WHAT YOU HAVE TO DO:
Can you change "fattest part" to "widest part" in the part that opens with the line containing "Sample: x=40, y=257." and closes with the line containing "x=317, y=286", keeping everything else the same?

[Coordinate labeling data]
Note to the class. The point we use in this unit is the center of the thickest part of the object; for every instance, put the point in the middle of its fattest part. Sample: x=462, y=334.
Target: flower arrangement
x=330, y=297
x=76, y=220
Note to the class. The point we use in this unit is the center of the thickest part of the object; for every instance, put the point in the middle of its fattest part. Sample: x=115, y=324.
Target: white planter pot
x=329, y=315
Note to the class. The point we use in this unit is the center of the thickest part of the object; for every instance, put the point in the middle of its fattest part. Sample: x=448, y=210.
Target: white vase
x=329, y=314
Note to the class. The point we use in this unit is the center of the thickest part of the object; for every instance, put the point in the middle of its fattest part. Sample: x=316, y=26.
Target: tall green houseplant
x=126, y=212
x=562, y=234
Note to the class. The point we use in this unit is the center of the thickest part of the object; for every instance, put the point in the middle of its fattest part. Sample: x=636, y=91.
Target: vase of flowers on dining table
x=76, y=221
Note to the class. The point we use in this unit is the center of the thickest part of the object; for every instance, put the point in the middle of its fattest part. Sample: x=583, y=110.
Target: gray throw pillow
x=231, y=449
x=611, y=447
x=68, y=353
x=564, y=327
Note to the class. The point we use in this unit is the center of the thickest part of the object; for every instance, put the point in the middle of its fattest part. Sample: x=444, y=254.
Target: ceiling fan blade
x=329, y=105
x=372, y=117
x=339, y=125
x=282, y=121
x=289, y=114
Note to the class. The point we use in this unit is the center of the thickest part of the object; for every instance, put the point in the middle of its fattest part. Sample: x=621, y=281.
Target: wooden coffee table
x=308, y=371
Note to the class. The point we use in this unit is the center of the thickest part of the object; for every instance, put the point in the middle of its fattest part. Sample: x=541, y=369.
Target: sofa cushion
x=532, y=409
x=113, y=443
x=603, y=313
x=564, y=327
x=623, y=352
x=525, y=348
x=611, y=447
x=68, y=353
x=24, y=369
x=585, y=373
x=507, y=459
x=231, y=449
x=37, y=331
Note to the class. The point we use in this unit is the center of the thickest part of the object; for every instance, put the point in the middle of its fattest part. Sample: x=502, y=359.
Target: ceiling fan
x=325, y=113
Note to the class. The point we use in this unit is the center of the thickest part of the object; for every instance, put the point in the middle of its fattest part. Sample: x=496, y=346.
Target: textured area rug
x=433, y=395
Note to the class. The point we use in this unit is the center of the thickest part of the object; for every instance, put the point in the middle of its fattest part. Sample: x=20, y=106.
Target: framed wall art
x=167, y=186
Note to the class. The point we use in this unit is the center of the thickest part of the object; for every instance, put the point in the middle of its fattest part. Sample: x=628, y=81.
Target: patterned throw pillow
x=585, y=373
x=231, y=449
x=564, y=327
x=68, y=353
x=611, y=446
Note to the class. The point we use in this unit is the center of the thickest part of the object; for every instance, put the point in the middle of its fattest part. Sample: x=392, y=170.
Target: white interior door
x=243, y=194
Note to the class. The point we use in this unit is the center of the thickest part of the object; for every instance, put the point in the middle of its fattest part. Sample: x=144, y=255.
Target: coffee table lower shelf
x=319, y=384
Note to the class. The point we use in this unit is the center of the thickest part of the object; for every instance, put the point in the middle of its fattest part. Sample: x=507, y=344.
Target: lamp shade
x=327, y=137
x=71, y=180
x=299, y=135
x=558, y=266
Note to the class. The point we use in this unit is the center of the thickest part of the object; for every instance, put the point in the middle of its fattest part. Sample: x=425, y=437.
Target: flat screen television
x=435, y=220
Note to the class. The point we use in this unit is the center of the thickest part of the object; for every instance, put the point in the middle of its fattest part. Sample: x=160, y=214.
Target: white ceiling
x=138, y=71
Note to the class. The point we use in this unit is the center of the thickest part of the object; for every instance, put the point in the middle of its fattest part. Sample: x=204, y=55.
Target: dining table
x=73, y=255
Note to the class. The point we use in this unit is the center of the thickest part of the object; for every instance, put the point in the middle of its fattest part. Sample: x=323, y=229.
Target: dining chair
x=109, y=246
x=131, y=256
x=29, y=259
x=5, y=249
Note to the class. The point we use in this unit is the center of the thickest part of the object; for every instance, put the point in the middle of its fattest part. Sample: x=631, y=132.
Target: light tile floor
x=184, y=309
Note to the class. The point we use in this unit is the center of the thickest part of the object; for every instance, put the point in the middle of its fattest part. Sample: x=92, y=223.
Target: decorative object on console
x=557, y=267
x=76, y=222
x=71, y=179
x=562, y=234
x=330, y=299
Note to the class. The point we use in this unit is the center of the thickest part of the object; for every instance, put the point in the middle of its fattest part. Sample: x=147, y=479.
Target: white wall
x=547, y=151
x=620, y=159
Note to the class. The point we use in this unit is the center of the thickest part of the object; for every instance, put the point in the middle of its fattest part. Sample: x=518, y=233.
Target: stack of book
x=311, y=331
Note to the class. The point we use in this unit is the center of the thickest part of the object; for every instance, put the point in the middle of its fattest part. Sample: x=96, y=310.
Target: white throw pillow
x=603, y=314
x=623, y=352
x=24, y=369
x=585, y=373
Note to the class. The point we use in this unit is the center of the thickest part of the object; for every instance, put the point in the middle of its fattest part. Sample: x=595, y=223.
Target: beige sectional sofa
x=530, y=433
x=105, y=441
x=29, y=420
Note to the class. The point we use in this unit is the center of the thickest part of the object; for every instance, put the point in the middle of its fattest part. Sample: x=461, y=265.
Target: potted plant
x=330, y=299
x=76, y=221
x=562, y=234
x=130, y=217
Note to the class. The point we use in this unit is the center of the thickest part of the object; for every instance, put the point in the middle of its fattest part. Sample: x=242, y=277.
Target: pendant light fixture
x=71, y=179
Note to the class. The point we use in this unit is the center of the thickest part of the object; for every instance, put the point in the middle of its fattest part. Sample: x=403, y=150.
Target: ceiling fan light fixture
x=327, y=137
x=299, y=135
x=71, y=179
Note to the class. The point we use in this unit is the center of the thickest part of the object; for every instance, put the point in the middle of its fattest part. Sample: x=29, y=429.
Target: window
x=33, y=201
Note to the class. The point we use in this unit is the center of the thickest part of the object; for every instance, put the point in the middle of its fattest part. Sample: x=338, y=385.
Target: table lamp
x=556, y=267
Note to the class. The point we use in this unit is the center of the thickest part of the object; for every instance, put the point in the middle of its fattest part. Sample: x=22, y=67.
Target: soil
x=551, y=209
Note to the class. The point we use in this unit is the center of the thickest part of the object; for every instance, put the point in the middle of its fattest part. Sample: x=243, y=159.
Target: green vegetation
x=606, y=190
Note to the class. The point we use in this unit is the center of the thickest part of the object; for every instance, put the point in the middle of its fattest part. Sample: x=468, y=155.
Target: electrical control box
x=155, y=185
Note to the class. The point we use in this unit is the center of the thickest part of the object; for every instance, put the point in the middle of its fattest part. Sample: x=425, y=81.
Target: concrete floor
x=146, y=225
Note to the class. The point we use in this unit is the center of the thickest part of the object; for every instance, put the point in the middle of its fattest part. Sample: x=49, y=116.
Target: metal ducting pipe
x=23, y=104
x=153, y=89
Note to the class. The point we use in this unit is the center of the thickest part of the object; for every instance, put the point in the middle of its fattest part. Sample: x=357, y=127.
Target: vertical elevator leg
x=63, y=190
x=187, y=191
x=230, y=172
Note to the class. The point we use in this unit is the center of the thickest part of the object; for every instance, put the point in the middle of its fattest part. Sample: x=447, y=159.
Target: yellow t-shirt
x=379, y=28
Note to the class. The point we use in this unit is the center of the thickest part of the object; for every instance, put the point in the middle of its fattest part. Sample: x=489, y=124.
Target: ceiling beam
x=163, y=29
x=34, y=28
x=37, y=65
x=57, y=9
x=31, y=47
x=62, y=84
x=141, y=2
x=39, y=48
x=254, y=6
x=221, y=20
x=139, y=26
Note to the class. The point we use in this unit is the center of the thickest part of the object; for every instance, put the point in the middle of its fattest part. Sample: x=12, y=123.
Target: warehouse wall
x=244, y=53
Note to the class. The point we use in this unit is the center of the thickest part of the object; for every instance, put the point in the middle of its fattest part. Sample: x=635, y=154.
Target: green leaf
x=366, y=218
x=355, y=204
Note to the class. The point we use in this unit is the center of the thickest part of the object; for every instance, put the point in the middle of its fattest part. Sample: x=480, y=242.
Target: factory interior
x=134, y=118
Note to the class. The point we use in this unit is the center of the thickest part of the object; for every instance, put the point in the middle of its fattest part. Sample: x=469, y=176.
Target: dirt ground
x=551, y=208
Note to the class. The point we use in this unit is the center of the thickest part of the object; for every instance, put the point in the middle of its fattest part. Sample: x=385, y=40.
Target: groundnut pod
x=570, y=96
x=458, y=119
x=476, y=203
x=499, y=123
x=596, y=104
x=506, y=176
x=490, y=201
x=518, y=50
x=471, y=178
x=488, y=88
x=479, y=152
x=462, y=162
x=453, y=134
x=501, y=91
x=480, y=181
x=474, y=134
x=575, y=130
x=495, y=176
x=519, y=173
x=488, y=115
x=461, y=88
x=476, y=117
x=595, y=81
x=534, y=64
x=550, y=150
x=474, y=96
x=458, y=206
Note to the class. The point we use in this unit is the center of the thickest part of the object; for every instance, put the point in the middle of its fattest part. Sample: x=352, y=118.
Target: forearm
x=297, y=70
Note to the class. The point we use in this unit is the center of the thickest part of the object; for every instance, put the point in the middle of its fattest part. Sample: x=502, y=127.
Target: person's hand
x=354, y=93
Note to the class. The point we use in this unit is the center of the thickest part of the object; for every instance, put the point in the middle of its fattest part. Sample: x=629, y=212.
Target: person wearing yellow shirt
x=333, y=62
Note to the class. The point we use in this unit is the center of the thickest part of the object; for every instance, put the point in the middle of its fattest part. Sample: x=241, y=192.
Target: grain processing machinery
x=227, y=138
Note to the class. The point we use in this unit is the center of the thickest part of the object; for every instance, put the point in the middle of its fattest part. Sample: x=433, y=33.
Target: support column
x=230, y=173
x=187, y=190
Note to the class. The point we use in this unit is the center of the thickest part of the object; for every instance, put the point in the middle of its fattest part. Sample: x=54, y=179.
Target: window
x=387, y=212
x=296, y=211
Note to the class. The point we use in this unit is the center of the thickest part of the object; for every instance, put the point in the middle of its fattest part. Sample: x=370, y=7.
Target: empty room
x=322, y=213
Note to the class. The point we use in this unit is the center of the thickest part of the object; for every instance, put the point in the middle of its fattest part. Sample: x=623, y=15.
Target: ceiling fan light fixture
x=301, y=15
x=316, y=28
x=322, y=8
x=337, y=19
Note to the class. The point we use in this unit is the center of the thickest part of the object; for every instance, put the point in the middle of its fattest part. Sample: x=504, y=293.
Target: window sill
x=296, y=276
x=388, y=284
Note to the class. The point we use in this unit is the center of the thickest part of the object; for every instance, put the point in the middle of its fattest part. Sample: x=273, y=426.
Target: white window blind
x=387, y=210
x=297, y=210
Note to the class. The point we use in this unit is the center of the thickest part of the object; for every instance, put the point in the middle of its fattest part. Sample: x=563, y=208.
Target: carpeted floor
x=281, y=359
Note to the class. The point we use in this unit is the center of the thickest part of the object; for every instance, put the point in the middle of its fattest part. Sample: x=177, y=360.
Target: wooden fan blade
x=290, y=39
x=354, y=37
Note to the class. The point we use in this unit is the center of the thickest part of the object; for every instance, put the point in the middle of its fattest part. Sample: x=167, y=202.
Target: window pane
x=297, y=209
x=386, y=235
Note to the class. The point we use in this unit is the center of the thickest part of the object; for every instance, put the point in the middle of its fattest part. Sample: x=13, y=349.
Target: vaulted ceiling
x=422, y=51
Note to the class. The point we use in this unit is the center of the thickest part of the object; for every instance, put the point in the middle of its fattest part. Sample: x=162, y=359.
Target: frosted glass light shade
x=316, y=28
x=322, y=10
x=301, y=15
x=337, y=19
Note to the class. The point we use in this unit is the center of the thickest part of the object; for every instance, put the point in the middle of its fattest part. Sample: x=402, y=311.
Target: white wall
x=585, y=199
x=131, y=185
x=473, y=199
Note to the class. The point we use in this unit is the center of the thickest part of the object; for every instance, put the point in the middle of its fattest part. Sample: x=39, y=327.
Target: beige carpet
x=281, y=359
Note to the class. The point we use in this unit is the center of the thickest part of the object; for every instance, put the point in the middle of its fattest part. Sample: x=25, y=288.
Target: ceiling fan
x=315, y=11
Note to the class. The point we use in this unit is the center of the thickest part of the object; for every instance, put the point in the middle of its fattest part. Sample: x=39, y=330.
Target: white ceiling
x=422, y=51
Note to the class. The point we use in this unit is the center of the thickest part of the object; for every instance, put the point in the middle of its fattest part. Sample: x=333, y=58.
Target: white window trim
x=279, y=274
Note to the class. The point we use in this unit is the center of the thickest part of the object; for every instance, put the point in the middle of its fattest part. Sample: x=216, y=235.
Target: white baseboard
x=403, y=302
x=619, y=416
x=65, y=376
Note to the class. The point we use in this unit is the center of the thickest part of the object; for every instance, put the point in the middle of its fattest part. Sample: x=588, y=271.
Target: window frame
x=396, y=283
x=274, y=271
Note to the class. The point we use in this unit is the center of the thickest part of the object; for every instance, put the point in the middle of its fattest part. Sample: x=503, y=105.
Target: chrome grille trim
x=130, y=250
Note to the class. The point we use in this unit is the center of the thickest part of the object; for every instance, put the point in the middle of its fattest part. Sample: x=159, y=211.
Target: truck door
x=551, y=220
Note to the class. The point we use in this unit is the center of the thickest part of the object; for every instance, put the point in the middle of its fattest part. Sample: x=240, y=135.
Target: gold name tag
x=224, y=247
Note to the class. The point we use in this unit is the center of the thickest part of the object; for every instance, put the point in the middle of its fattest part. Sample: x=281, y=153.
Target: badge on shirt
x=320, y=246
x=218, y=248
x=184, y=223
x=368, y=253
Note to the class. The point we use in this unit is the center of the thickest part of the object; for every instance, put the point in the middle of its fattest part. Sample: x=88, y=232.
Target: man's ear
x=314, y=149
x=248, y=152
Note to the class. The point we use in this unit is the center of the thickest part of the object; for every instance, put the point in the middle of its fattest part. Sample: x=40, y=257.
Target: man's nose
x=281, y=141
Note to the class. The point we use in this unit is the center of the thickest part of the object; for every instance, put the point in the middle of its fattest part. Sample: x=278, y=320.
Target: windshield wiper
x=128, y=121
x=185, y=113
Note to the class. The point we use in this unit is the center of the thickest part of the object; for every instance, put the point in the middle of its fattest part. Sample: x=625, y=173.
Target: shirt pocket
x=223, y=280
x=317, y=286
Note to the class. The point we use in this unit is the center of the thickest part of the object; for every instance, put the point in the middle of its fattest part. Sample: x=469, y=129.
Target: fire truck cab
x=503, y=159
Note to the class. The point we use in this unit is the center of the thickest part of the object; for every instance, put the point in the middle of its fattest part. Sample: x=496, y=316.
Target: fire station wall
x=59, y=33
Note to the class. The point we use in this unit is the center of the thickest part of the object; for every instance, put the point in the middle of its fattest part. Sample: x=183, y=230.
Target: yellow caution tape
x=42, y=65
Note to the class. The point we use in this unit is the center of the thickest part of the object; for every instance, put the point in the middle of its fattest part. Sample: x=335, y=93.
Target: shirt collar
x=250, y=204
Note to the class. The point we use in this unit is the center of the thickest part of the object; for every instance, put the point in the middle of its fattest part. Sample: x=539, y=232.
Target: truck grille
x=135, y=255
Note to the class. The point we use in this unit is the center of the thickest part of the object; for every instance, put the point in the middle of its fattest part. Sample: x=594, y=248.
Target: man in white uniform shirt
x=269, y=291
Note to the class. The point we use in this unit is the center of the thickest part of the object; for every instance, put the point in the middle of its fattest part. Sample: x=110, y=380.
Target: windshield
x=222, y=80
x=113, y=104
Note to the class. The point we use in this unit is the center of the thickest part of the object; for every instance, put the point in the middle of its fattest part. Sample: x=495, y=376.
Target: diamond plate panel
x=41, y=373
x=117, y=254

ANSWER BELOW:
Note to the class. The point we use in this unit is the center of the thickest part of the object; for every instance, put the point in the middle of its widest part. Sample: x=40, y=257.
Target: man's nose
x=281, y=141
Note to the class. The point we use in this unit is the center of the thickest part of the object; for every instance, put the point in the middle of its widest part. Sample: x=278, y=320.
Target: windshield wiper
x=128, y=121
x=185, y=113
Note to the class. The point we use in this unit is the center of the thickest part of the object; for every instance, put the point in the middle of its widest part. Sample: x=625, y=173.
Target: shirt pocket
x=223, y=280
x=317, y=286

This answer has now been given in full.